Goal of the exercise:
Skip the pictures and copy all the data that follows exactly.

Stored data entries
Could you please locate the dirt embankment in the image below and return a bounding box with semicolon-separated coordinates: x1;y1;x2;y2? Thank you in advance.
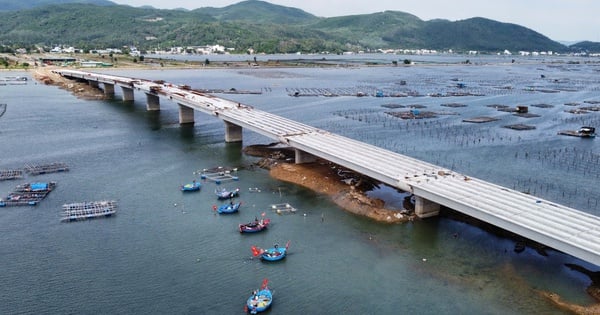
32;67;108;100
244;144;415;223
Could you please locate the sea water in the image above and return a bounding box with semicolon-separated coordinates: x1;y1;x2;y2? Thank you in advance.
1;55;599;314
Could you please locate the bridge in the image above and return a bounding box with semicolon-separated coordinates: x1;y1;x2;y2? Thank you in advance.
53;69;600;267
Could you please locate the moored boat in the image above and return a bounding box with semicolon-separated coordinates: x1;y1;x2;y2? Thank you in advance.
215;201;241;214
215;187;240;199
251;241;290;261
239;218;270;233
181;180;201;192
246;279;272;314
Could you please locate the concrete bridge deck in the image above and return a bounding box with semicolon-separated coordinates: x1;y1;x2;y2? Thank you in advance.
53;69;600;267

Final answer:
Could you please locate the dirt embankment in the image below and return a bounding box with semicolon-separated coordinates: x1;y1;x2;y2? Thank you in advance.
32;67;108;100
244;144;415;223
Could you please locate the sea water in the image above and return a bounding box with semicolon-separated coordinates: x1;y1;x2;y2? Thank you in advance.
1;55;599;314
Could you please locate the bridge in the image above and return a bounding box with semicolon-separated coordinates: x1;y1;x2;y2? Thank you in advance.
53;69;600;267
Could you please locate the moored boat in the image above and return a bounding box with semicolon-separated coordinates: x1;y1;x2;y2? Thank you in advance.
215;201;241;214
215;187;240;199
251;241;290;261
239;218;270;233
181;180;201;192
246;279;272;314
Could you please locate the concrete bridge deck in the image above and return a bounding box with semicolon-separated coordinates: x1;y1;x2;y2? Thank you in advance.
53;69;600;267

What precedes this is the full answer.